▸ Written problem
Swap "shelf-layout reference" for "store-display reference" everywhere in the material below, and write out all of the lines again with nothing else altered.
+++ Supplied records +++
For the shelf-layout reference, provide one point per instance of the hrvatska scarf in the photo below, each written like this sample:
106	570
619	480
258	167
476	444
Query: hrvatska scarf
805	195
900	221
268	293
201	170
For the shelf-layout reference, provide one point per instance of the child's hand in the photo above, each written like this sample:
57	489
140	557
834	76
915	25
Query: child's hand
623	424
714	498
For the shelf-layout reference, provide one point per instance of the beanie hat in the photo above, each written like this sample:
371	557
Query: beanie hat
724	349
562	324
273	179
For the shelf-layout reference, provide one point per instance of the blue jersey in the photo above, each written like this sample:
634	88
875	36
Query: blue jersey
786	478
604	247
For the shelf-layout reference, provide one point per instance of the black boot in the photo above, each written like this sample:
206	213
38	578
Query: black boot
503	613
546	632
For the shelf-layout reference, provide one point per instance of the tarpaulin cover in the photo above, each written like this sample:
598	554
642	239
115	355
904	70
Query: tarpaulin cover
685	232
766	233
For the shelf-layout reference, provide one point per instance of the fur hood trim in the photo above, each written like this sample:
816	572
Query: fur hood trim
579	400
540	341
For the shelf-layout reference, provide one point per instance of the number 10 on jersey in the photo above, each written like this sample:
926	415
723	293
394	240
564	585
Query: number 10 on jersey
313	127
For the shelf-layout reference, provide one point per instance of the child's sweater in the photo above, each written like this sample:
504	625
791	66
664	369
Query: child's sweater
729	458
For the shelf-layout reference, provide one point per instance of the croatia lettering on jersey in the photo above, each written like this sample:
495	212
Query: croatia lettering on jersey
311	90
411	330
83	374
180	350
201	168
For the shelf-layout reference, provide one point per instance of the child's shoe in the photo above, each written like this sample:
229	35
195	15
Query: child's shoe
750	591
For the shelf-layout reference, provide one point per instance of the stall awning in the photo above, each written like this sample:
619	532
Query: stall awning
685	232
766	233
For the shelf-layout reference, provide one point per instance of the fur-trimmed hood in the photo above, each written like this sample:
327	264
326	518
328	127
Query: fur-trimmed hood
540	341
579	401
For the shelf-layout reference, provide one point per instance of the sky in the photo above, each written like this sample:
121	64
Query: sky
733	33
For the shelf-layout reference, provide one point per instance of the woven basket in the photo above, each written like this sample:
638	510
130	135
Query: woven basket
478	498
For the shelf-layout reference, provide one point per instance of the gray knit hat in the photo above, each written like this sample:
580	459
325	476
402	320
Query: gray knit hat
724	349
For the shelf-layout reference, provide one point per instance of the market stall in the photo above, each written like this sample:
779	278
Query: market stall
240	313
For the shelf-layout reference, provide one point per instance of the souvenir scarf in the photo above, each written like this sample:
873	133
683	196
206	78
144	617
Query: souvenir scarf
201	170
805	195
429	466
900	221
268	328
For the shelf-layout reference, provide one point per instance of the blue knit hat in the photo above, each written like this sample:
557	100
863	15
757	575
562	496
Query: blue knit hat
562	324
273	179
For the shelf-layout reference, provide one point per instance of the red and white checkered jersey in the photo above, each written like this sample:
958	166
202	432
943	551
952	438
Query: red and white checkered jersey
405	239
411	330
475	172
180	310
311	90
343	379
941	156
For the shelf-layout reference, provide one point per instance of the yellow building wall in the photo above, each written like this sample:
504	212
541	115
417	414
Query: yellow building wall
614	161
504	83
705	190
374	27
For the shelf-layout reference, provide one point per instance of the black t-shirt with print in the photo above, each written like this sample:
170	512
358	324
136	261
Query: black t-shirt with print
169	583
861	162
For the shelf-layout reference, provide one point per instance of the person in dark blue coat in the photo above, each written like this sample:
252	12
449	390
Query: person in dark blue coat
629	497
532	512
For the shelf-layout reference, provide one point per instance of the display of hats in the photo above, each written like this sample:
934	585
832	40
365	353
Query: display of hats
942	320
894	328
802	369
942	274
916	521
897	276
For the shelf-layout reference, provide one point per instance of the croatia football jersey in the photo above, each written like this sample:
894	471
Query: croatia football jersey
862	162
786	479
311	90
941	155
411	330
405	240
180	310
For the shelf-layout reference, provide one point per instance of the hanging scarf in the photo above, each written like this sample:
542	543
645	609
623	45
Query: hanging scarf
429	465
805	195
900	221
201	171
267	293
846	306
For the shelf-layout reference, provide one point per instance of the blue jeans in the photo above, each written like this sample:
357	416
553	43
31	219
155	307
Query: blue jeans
+++
▸ Finished exercise
For the store-display reference, provide one point per instance of the hrvatska scarf in the photo below, each written like this sample:
106	570
619	480
258	167
476	444
Query: hrvatska scarf
805	195
900	221
268	293
201	170
For the store-display reference, provide one point per instance of the child's hand in the photo above, each written like this sample:
57	489
140	557
834	76
915	25
Query: child's hand
623	424
714	498
For the store-display reference, provide one point per instance of the beanie hat in the photo above, each written like this sample:
371	557
Query: beanie hat
724	349
562	324
273	179
For the store-display reference, provide one point per instance of the blue jersey in the photo above, each written like this sample:
634	88
875	36
Query: blue jersey
786	478
604	247
For the store-display reference, provide one point per instance of the black boot in the photo above, each written like this sample:
206	213
38	578
Query: black boot
503	613
546	632
For the store-display reference, provide one point per instance of the tarpaulin cover in the photo above, each written like this sample:
598	554
642	239
115	355
904	70
Query: tarpaulin cover
685	232
766	233
For the store-display reference, provide one point per instance of the fur hood trim in the photo above, each written like this sample:
816	572
Query: fur hood trim
579	400
540	341
For the store-display reference, provide one point per instance of the number 10 on jersey in the photo above, each written like this sample:
926	415
723	293
394	240
564	585
Query: number 10 on jersey
313	127
For the store-display reference, provide one point per instance of the child's sweater in the photo above, each written like this sample:
504	625
791	66
664	369
Query: child's sweater
729	458
For the store-display reference, provide one point per instance of the croatia lettering on jersey in the photo above, each written like this sample:
495	212
Query: croatia lettering on jersey
311	90
411	330
83	374
180	350
201	168
For the store-display reference, provide one point per instance of the child's shoe in the photo above, each written like this sample:
229	35
195	15
Query: child's shoe
750	591
For the store-display reference, provide one point per instance of the stall awning in the photo above, each written like this sample:
619	532
Query: stall awning
685	232
766	233
For the store-display reference, provide one point per instance of the fur-trimmed hood in the photo above, each written like this sample:
327	264
326	518
328	127
Query: fur-trimmed hood
540	341
579	401
For the store-display reference, provide one point per instance of the sky in the photo above, each written like this sample:
121	64
Query: sky
733	33
For the store-display reference, provide one point per instance of the woven basket in the photo above, each written like this sample:
638	510
130	135
Query: woven basket
478	498
For the store-display reference, provide one point per instance of the gray knit hat in the photo above, each written like this sample:
580	459
325	476
402	320
Query: gray knit hat
724	349
For the store-display reference, provide one point per instance of the market stall in the photo above, each written like this sample:
779	278
Query: market stall
240	313
For the store-display reference, provide one point per instance of the souvenir scarf in the photo above, each written like this sample:
873	133
683	196
206	78
144	617
Query: souvenir scarf
201	170
805	195
429	466
900	221
268	328
For the store-display reference, provide one point per instance of the blue knit hat in the photo above, each written like this sample:
557	100
863	15
757	575
562	496
Query: blue knit hat
562	324
273	179
For the store-display reference, provide one point per instance of the red and white checkered jersey in the photo above, each written like this sample:
958	166
202	432
943	551
952	438
Query: red and white checkered jersey
405	239
411	330
475	172
180	310
311	90
343	379
941	156
For the store-display reference, provide one point per instance of the yellow building wall in the photo above, each written like this sample:
504	212
541	115
417	414
Query: yellow building wall
614	161
504	83
705	190
374	27
For the store-display reference, provide one point per instance of the black t-shirt with print in the photo above, each written like this sample:
170	512
358	324
136	261
Query: black t-shirt with print
169	583
861	162
For the store-display reference, provide one point per instance of the person in dark blue coat in the photo above, each written like this sample:
252	12
449	390
Query: person in dark blue coat
629	497
532	512
For the store-display reference, provide one point per instance of the display of hats in the photo above, each written like this sample:
934	585
832	40
365	353
Query: display of hats
942	320
894	328
802	369
942	274
916	521
897	276
For the store-display reference, provide one point per instance of the croatia football jersey in the photo above, each written like this sample:
894	471
Query: croatia football jersey
862	162
786	479
311	90
941	155
411	330
405	240
180	310
For the store-display reference, provide one point per instance of the hanging scarf in the photo above, each written like this sample:
542	543
645	609
623	45
Query: hanging scarf
429	465
805	195
900	221
201	171
267	293
846	306
For the store-display reference, provide one point per instance of the blue jeans in the photo above, each written like this sample:
357	416
553	43
31	219
155	307
Query: blue jeans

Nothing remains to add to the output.